A agroecologia é um sistema de produção agrícola alternativa que busca a sustentabilidade da agricultura familiar resgatando práticas que permitam ao agricultor pobre produzir sem depender de insumos industriais como agrotóxicos, por exemplo. – Charge por Latuff, no Humor Político
[EcoDebate] SILVA e MATOS (2014) tecem considerações sobre as mulheres e a agroecologia. Analisam a condição da mulher camponesa, a origem do conceito de patriarcado como as bases para o processo de invisibilidade na produção de alimentos. Elaboram ainda considerações sobre o papel que as mulheres possuem na agroecologia e suas práticas.
O objetivo é destacar a importante função das mulheres camponesas como produtoras de alimentos e organizadoras da produção nos quintais, pomares e hortas. Além da reprodução da vida familiar, como engravidar, cuidar de idosos, doentes e crianças e promover as ações de processamento dos alimentos e cuidados com ambiente.
Por incrível que pareça, são mais as mulheres, as agentes ambientais de relevância entre as unidades de agricultura familiar ou agroecológica. E este vínculo é histórico e tradicional.
Neste contexto, SILVA e MATOS (2014) também salientam que a trajetória das mulheres camponesas está entrelaçada com os aspectos do
patriarcalismo, cujo sistema historicamente está baseado na noção da mulher como propriedade do homem, e como consequência prevalecem várias formas de machismos nesse universo simbólico e também nas práticas cotidianas no mundo camponês.
Assim sendo, a invisibilidade dos processos de produção de alimentos conduzidos por mulheres, também podem ser considerados como parte do sistema patriarcal, que torna o trabalho da mulher agricultora subvalorizado.
Mas por outro lado, as mulheres camponesas têm sido as principais guardiãs da biodiversidade, garantidoras dos sérvios ecossistêmicos prestados nas suas glebas de influência e multiplicadoras de espécies animais e vegetais. E também possuidoras de conhecimentos que podemos chamar de agroecológicos.
A situação das mulheres agricultoras possui determinadas semelhanças na sua forma de viver e de produzir em várias partes do mundo. De acordo com dados da Organização das Nações Unidas para a Agricultura e Alimentação (FAO), “no mundo há mais de 600 milhões de mulheres rurais, a maioria agricultoras, que representam mais da quarta parte da população mundial” (SENRA; LEÓN, 2009, p. 21), embora, paradoxalmente, “as mulheres, em nível mundial, somente dispõe de 1% da posse de terras”.
Para as pesquisas da Via Campesina, as mulheres camponesas e agricultoras são as produtoras dos principais cultivos básicos em todo o mundo como arroz, trigo e milho, que proporcionam até 90% dos alimentos que consome a população empobrecida das zonas rurais. No sudeste da Ásia, as mulheres representam até 90% da mão de obra necessária ao cultivo de arroz.
Na África subsaariana, as mulheres produzem até 80% dos alimentos básicos para o consumo familiar e venda, cultivando até 120 espécies vegetais diferentes nos espaços livres junto aos cultivos comerciais dos homens. As mulheres realizam de 25% a 45% dos trabalhos agrícolas na Colômbia e Peru.

Dados do exercício →
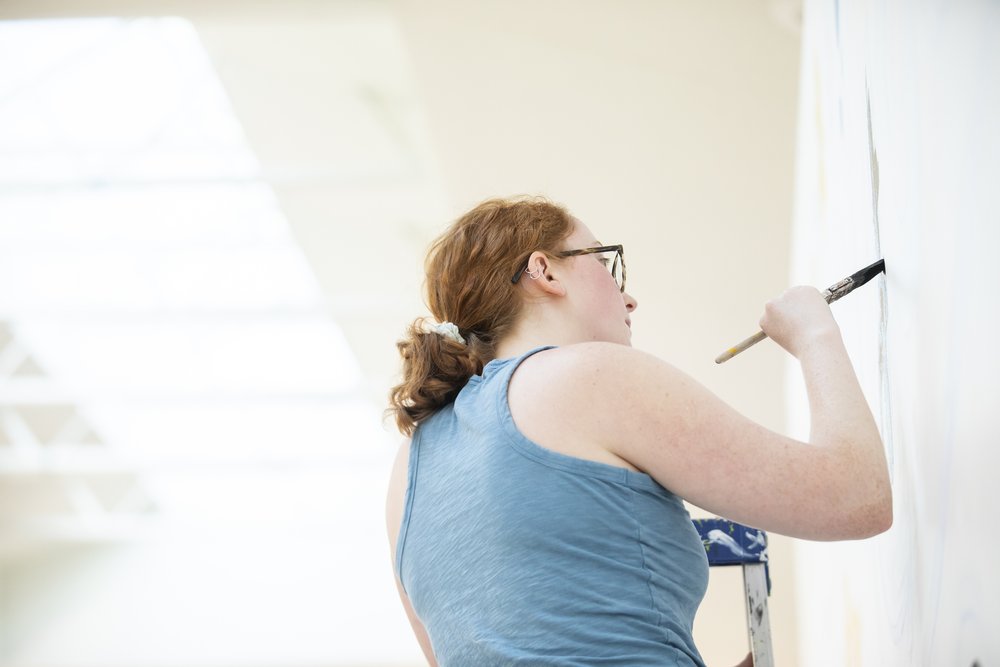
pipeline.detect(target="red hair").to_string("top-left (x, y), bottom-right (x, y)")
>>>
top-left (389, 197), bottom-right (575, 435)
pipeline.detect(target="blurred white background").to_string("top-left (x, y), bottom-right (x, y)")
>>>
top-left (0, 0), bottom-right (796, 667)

O que fazer →
A. Passe para o inglês esta frase do trecho sobre mulheres e agroecologia: "No sudeste da Ásia, as mulheres representam até 90% da mão de obra necessária ao cultivo de arroz."
B. Transcreva fielmente todas as linhas dos dados do exercício, acima, e deixe as imagens de fora.

Respostas por tarefa →
A. In Southeast Asia, women account for up to 90% of the labor needed to grow rice.

B.
pipeline.detect(target="red hair").to_string("top-left (x, y), bottom-right (x, y)")
>>>
top-left (389, 197), bottom-right (575, 435)
pipeline.detect(target="blurred white background").to_string("top-left (x, y), bottom-right (x, y)")
>>>
top-left (0, 0), bottom-right (796, 667)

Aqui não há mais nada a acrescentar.